### Goals
1. List every example of system logs that the audit logging guide below gives.
2. Summarize the audit logging guide below in two sentences.

═══ Text segment

Simplifying FedRAMP Compliance with Teleport
Jun 27
Register Today
Teleport logoTry For Free
Home > Teleport Academy > Compliance & Audit

Guide to Audit Logging for Cloud Native Companies

Posted 8th Sep 2023 by George Reyes

Chances are if you’re reading this, you’re probably close to somebody like a system administrator or a developer who's been asked to investigate audit logging for your organization. In some cases, you’ll be asked by auditors to show a strict record of what actions have taken place on a machine. In others, somebody from the cybersecurity team found something suspicious and you might have been asked what systems of records do we have on what an individual might have done. The answer to this is a strong audit logging strategy.

In the past we were able to ssh into monolith applications and quickly check AuditD or /var/log and get to see some of the relevant log data for issues we’re seeing. As more and more architectures evolve to be cloud native, what we’re seeing is that the added complexity of these makes it much more difficult to know if the right people are able to access the right information.

In this article we’ll be covering in detail how you can approach audit logging for organizations that are starting as or migrating to a cloud native approach to infrastructure. Let's start with what Audit Logging is.

What is audit logging?

To define audit logging, we first have to define what we audit. Let’s call any action that happens on a system an event. The system keeps track of these events in order to keep a record of what has happened on the system. An audit log can be thought of as an aggregation of these events, specifically with an eye towards information that could be helpful in identifying the following:

  • What specific event was transpired?
  • Who did the aforementioned action?
  • When did they do it?
  • Where did these commands take place?

It’s important not to confuse audit logs with system logs. The differences here lie in their purpose. System logs are fantastic for debugging and trying to figure out how we might try to learn about a system. They may have multiple logging levels and give error messages about why something might have happened.

Examples of system logs:

  • Errors & error messages
  • Application-specific context
  • Debugging the logic and flow of code

Audit logs function more to define who is accessing the system, what they’re doing, and where. Audit logs are great for proving compliance with regulations as well as being able to manage the risk that comes with the access you’ve given your developers. Audit logs give the records of what activity is taking place so you can look closer into suspicious activity. Both records of log events are important but they solve different problems.

══════
═══ Source data

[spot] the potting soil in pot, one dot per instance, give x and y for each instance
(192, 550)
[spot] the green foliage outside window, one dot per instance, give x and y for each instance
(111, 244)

══════

### Answers to the tasks
1.
- Errors & error messages
- Application-specific context
- Debugging the logic and flow of code

2. An audit log aggregates the events that happen on a system to help identify what event took place, who did it, when, and where. Unlike system logs, which are meant for debugging, audit logs show who is accessing a system and what they are doing, which helps prove compliance, manage access risk, and look into suspicious activity.